• **WRITTEN TASK**
Transcribe every one of the rows below word for word, leaving the pictures out of your answer.

------------------------------------------------

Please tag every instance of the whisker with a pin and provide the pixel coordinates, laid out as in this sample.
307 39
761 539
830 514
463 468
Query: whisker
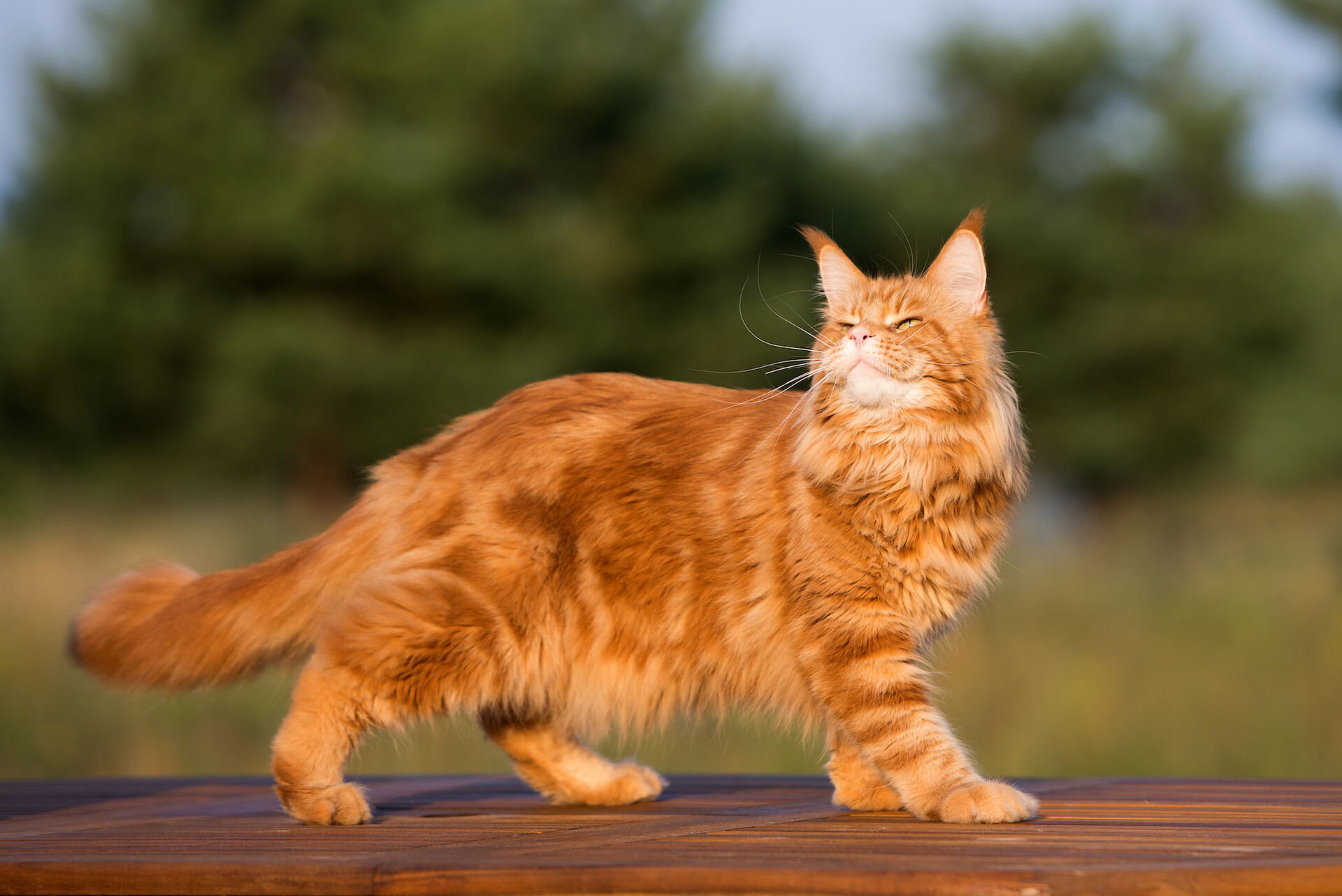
742 315
772 310
776 365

------------------------------------------------

• **EXERCISE ANSWER**
Please tag every instance of the whisker with a pin and provide the pixel coordinates, laid out as in this sample.
307 39
761 539
830 514
463 468
Query: whisker
742 315
772 310
776 365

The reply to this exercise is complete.